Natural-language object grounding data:
------------------------

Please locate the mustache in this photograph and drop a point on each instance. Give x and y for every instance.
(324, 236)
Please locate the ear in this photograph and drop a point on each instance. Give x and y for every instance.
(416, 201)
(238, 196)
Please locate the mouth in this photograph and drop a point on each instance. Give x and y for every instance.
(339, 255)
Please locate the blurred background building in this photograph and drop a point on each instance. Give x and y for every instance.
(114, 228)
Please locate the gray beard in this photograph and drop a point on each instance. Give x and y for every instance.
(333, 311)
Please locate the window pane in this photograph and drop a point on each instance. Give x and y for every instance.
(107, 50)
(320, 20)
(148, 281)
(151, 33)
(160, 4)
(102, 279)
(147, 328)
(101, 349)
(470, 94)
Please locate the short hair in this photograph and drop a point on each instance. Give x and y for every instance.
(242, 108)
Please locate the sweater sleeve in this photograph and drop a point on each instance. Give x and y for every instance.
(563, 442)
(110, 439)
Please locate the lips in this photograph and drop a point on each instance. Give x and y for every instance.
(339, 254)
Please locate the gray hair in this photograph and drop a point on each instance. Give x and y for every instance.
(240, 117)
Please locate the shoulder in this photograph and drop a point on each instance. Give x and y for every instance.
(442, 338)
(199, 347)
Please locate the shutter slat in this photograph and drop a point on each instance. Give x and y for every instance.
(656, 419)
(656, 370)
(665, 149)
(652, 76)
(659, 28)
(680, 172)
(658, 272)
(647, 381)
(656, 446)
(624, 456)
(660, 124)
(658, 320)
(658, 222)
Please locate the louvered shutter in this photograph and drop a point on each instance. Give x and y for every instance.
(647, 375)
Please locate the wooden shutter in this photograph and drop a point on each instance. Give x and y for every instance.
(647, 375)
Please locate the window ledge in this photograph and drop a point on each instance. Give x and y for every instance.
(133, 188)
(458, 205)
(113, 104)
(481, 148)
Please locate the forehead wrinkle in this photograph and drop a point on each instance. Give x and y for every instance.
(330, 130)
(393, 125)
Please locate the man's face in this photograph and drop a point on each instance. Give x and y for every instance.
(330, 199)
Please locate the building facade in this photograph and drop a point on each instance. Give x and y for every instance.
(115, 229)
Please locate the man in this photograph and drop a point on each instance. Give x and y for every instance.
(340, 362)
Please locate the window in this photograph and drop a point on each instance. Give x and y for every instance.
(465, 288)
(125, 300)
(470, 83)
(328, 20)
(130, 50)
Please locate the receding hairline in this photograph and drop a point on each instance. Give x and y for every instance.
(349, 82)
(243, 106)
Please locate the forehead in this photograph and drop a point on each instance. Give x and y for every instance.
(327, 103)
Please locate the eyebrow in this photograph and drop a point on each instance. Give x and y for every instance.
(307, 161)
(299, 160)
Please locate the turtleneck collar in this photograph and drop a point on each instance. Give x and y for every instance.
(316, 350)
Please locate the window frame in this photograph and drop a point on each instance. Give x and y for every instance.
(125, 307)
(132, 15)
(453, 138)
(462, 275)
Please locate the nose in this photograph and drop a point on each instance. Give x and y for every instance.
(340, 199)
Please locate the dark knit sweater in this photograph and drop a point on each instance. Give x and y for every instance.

------------------------

Exercise description: Copy each entry above exactly, character for character.

Answer section:
Please locate the mustache in this photograph and drop a point on each instance. Give x and y for every instance.
(324, 236)
Please locate the ear in this photograph and drop a point on each instance. Give x and y for every instance.
(416, 201)
(238, 196)
Please locate the mouth in this photograph and drop a point on each instance. Give x and y for every instance.
(339, 255)
Please locate the blurred background building in this photograph and drop a point on each instance. Give x and y for every instance.
(114, 228)
Please locate the gray beard in this photograph and drop a point on each instance. Give x and y for every instance.
(333, 311)
Please locate the window pane in this photograph and drop a point on each instance. Give x and y for every instance.
(107, 50)
(320, 20)
(148, 281)
(151, 33)
(160, 4)
(102, 279)
(147, 328)
(101, 349)
(470, 94)
Please locate the short hair in this photograph and drop a point on each instance. Give x and y for every instance.
(242, 108)
Please locate the sweater sleeve in this photograph and drop a point on each instance. Give x and y for every instance.
(563, 442)
(110, 439)
Please locate the lips in this photograph and drop a point on each instance. Give x and y for every instance.
(339, 254)
Please locate the gray hair in this photograph and drop a point on each instance. Give x and y for every instance.
(240, 117)
Please locate the shoulder in this photograph and drop a point on each instance. Give x and y for every instance.
(442, 338)
(199, 347)
Please locate the shutter slat in this photograph and drop a point on each instance. Give x and y for every instance.
(656, 419)
(656, 370)
(665, 149)
(652, 76)
(659, 28)
(680, 172)
(658, 272)
(647, 381)
(656, 446)
(624, 456)
(660, 124)
(658, 320)
(658, 222)
Please locate the louvered shutter in this photograph and drop a point on each instance. Give x and y for every instance.
(647, 375)
Please locate the wooden shutter in this photograph and drop a point on each instance. Give x and y for every instance.
(647, 375)
Please locate the window ledge in this photograph and drop a point on each instance. Give x and y for every instance.
(133, 188)
(458, 205)
(113, 104)
(481, 148)
Please locate the forehead wrinkle in this photograph and drop a point on each instance. Give x and y for every instance.
(330, 130)
(393, 125)
Please locate the man's face in this photograph and drop a point on each instance. Give x and y for every instance.
(330, 199)
Please locate the building facade in this photograph and drop a point on each instance. Give x and y for every instance.
(115, 229)
Please locate the man in this photograph and drop a point on each instance. Give x and y for every instance.
(340, 362)
Please locate the window in this photograph and drop a point on each instance. Give x and y for every instance.
(465, 288)
(125, 300)
(470, 83)
(328, 20)
(130, 50)
Please locate the receding hairline in this photograph and drop a point on each instance. Give x and y for every instance.
(349, 82)
(243, 106)
Please locate the forehead in this photograph and drop a point on each instance. Give x and y for every instance.
(327, 103)
Please locate the eyebrow in this photograph and drop a point on each instance. Give x and y for every instance.
(307, 161)
(299, 160)
Please locate the turtleneck collar in this photograph and drop a point on each instance. Give x and y for every instance.
(316, 350)
Please locate the window frame in this photograph and drop a point on each instance. Give x and y for every instance.
(125, 307)
(132, 15)
(453, 138)
(462, 275)
Please locate the nose in this photograph and drop a point on each instance. Give x and y for every instance.
(340, 199)
Please locate the dark knit sweater in this photograph and drop a point on each instance. Give x and y for every instance.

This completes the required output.